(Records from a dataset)

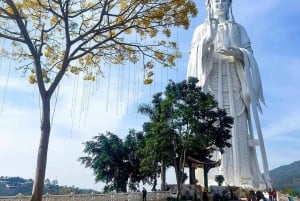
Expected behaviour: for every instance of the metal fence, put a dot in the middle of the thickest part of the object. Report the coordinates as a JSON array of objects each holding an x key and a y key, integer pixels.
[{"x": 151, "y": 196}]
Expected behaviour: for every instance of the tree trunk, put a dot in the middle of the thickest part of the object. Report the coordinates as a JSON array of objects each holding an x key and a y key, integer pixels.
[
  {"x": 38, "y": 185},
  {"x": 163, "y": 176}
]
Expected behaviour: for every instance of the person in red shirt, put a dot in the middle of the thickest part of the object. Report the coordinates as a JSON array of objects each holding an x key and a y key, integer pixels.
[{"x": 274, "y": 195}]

* * *

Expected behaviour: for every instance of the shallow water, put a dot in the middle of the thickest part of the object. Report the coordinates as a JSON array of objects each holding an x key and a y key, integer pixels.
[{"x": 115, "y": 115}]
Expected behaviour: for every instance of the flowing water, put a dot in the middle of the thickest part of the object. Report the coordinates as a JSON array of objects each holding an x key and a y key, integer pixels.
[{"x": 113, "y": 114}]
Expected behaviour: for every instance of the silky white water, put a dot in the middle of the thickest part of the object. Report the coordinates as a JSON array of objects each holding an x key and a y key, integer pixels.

==

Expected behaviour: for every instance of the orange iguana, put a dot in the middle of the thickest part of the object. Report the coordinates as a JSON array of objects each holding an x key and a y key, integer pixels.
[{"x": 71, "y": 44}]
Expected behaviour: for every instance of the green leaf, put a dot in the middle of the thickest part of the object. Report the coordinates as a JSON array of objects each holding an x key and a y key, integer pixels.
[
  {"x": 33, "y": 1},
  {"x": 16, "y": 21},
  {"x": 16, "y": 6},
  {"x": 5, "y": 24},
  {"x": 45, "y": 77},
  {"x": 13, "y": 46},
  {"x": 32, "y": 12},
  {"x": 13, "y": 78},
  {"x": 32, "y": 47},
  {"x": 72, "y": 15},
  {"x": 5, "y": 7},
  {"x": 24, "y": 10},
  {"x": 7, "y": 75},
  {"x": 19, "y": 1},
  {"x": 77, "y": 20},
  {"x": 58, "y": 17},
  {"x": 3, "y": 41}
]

INSTRUCTIONS TO FOLLOW
Only the lines above starting with the one with "Expected behaviour: for every instance of the flowing" and going through the one with "Expected behaviour: for every instance of the silky" are to be copied, word for word and with both ends kept.

RESPONSE TO THE EXERCISE
Expected behaviour: for every instance of the flowing water, put a dot in the middle of the thickest part of the object. Report the coordinates as a JSON array of objects each holding an x key and a y key, integer pixels.
[{"x": 113, "y": 114}]
Expected behaviour: for every instance of the silky white water, put a dot in the middle of the thickest part of the object. Report the coordinates as a JSON array of objects each holding an x key and a y key, integer pixels.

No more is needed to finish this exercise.